TEXT PROVIDED Start Marker

Recently, due to the genomic sequence analysis in several types of cancer, genomic data based on copy number profiles (CNP for short) are getting more and more popular. A CNP is a vector where each component is a non-negative integer representing the number of copies of a specific segment of interest. The motivation is that in the late stage of certain types of cancer, the genomes are progressing rapidly by segmental duplications and deletions, and hence obtaining the exact sequences becomes difficult. Instead, the number of copies of important segments can be predicted from expression analysis and carries important biological information. Therefore, significant research has recently been devoted to the analysis of genomic data represented as CNP’s.

In this paper, we present two streams of results. The first is the negative results on two open problems regarding the computational complexity of the Minimum Copy Number Generation (MCNG) problem posed by Qingge et al. in 2018. The Minimum Copy Number Generation (MCNG) is defined as follows: given a string S in which each character represents a gene or segment, and a CNP C, compute a string T from S, with the minimum number of segmental duplications and deletions, such that cnp(T)=C. It was shown by Qingge et al. that the problem is NP-hard if the duplications are tandem and they left the open question of whether the problem remains NP-hard if arbitrary duplications and/or deletions are used. We answer this question affirmatively in this paper; in fact, we prove that it is NP-hard to even obtain a constant factor approximation. This is achieved through a general-purpose lemma on set-cover reductions that require an exact cover in one direction, but not the other, which might be of independent interest. We also prove that the corresponding parameterized version is W[1]-hard, answering another open question by Qingge et al.

TEXT PROVIDED End Marker
DATASET CONTENT Start Marker

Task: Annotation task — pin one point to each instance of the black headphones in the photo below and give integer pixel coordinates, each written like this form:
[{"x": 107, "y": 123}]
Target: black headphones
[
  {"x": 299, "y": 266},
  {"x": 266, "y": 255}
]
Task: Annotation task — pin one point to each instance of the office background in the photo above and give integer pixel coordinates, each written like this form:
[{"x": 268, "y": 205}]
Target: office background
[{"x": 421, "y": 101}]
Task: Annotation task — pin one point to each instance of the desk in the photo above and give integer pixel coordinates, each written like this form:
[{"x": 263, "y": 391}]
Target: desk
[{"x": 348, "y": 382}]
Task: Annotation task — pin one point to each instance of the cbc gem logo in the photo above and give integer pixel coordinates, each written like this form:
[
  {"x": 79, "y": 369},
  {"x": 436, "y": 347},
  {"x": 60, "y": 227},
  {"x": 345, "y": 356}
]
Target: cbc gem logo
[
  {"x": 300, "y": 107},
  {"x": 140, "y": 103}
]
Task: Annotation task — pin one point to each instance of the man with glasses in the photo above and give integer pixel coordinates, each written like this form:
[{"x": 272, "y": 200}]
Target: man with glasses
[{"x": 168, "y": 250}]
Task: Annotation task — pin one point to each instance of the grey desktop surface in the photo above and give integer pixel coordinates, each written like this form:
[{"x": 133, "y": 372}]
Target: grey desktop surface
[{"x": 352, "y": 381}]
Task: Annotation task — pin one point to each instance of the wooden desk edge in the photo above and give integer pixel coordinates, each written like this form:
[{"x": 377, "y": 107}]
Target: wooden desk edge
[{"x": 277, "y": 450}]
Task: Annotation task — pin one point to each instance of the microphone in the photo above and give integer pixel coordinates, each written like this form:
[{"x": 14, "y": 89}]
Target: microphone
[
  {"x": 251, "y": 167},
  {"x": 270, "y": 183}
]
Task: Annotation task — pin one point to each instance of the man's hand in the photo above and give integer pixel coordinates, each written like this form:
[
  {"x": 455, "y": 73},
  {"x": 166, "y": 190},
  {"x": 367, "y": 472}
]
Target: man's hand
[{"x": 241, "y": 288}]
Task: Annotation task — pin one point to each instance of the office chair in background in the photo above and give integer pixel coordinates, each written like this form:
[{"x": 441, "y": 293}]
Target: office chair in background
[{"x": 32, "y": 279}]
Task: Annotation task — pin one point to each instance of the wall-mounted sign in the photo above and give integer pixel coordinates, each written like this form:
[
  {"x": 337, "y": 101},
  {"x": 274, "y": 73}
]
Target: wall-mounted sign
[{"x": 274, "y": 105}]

DATASET CONTENT End Marker

● **ABOUT THIS TASK**
From the copy number profile text, reproduce word for word the passage starting at "Recently, due to" and ending at "represented as CNP’s.".

● **ANSWER BOX**
Recently, due to the genomic sequence analysis in several types of cancer, genomic data based on copy number profiles (CNP for short) are getting more and more popular. A CNP is a vector where each component is a non-negative integer representing the number of copies of a specific segment of interest. The motivation is that in the late stage of certain types of cancer, the genomes are progressing rapidly by segmental duplications and deletions, and hence obtaining the exact sequences becomes difficult. Instead, the number of copies of important segments can be predicted from expression analysis and carries important biological information. Therefore, significant research has recently been devoted to the analysis of genomic data represented as CNP’s.